Excerpt from a dataset
'''
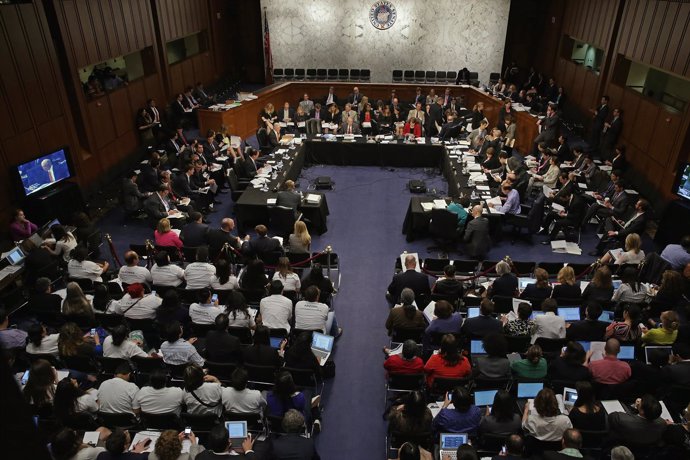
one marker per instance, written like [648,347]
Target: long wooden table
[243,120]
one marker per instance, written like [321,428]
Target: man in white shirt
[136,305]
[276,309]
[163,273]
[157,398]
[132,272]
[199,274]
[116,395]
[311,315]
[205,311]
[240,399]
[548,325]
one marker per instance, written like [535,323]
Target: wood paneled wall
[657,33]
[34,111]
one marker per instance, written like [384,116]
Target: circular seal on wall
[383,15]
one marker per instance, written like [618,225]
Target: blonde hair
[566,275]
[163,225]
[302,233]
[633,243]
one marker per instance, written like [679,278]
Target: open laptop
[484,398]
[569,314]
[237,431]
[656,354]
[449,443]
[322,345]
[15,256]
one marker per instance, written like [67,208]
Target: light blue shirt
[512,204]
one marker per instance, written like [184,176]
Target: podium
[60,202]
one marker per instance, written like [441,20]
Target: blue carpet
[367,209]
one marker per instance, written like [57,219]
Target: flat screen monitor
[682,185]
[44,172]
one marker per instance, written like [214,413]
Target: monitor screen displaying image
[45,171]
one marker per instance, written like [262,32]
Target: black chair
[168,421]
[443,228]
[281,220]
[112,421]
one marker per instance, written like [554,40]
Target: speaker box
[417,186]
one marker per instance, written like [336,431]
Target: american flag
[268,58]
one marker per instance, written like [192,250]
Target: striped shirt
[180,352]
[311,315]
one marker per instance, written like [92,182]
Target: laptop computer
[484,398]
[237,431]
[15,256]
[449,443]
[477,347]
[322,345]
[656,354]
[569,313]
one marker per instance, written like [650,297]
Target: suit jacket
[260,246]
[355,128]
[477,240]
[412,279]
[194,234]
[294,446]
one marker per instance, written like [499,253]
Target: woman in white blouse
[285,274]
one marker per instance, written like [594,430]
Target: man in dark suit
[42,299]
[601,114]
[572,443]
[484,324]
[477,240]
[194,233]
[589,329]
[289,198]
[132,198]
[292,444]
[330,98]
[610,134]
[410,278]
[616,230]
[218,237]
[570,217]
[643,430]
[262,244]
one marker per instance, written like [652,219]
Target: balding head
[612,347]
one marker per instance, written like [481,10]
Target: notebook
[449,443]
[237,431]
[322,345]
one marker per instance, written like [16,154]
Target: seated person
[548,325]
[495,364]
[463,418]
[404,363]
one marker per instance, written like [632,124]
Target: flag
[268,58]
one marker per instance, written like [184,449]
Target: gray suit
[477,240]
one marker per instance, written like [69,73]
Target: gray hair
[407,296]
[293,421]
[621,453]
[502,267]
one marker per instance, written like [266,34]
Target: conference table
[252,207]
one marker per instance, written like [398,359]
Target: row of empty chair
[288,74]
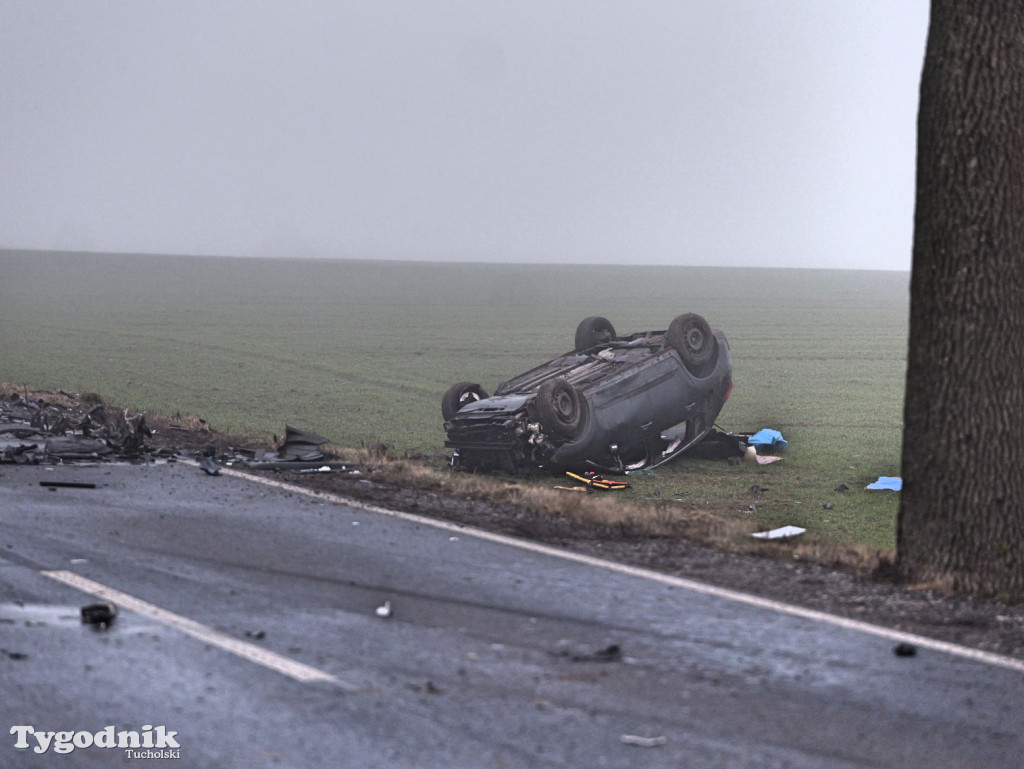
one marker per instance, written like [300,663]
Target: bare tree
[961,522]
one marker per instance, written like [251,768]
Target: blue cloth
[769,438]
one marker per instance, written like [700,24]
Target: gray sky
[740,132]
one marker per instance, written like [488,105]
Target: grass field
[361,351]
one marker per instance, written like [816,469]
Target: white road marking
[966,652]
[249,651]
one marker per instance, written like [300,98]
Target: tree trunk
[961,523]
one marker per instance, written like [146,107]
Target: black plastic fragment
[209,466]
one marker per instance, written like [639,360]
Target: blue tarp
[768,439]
'''
| Work to do |
Transcribe the records above exactly, omitting every picture they contain.

| Output below |
one marker per instance, written like [648,347]
Target: long wooden table
[243,120]
one marker per instance, written like [321,428]
Target: man in white shirt
[136,305]
[276,309]
[163,273]
[157,398]
[132,272]
[199,274]
[116,395]
[311,315]
[205,311]
[240,399]
[548,325]
one marker per instance, written like [535,323]
Target: wood paneled wall
[657,33]
[34,111]
one marker per instance, written like [384,116]
Target: circular seal on wall
[383,15]
one marker per instance, written like [618,225]
Target: blonde hair
[566,275]
[163,225]
[302,233]
[633,243]
one marker per instance, written like [679,278]
Target: open laptop
[484,398]
[569,314]
[237,431]
[656,354]
[449,443]
[322,345]
[15,256]
one marker per instance, written like [67,208]
Target: light blue shirt
[512,204]
one marker per instance, written like [184,176]
Target: podium
[60,202]
one marker per instance, written like [441,20]
Target: blue carpet
[367,209]
one marker per instance, written like [57,219]
Target: flat screen monitor
[682,185]
[44,172]
one marker per instance, written like [214,413]
Target: monitor screen displaying image
[45,171]
one marker per instance, written like [262,32]
Target: black chair
[168,421]
[443,228]
[281,220]
[112,421]
one marker per instance, written like [554,40]
Target: speaker box
[417,186]
one marker per instance, written like [336,431]
Target: american flag
[268,58]
one marker per instance, written like [192,250]
Target: striped shirt
[180,352]
[311,315]
one marker per instance, written like [92,182]
Target: laptop computer
[484,398]
[237,431]
[15,256]
[449,443]
[477,347]
[322,345]
[656,354]
[569,313]
one marker per instance, written like [650,297]
Target: suit jacket
[260,246]
[355,128]
[477,240]
[412,279]
[194,234]
[294,446]
one marker per instance, written like [499,253]
Target: woman in white blouse
[285,274]
one marker per instance, written like [594,430]
Target: man in dark suit
[42,299]
[601,114]
[572,443]
[484,324]
[477,240]
[194,233]
[589,329]
[289,198]
[132,198]
[292,444]
[330,98]
[610,134]
[410,278]
[616,230]
[218,237]
[570,217]
[643,430]
[262,244]
one marker per instance, written like [652,219]
Target: balding head
[612,347]
one marker per instance, written like [481,10]
Target: notebook
[449,443]
[237,431]
[322,345]
one marker per instance, written like [16,154]
Target: seated person
[548,325]
[495,364]
[463,418]
[404,363]
one marker per instance, written like [632,124]
Target: flag
[268,58]
one marker per instance, written like [184,449]
Target: gray suit
[477,240]
one marker per instance, written like [69,73]
Target: gray hair
[407,296]
[293,421]
[621,453]
[502,267]
one marker per instance, written like [266,34]
Target: conference table
[252,207]
one marker per instance, written like [398,359]
Target: row of empty chair
[288,74]
one marker per instance, written like [300,663]
Target: bare tree
[961,522]
one marker per instance, written like [251,768]
Target: blue cloth
[769,438]
one marker per instance, written like [700,24]
Target: gray sky
[740,132]
one marker per instance, written like [488,105]
Target: grass field
[361,351]
one marker per instance, written like [816,469]
Target: white road marking
[966,652]
[249,651]
one marker per instance, written like [300,98]
Target: tree trunk
[961,523]
one marker per instance, written like [146,107]
Target: black plastic fragment
[209,466]
one marker per instance, written like [639,360]
Target: blue tarp
[768,439]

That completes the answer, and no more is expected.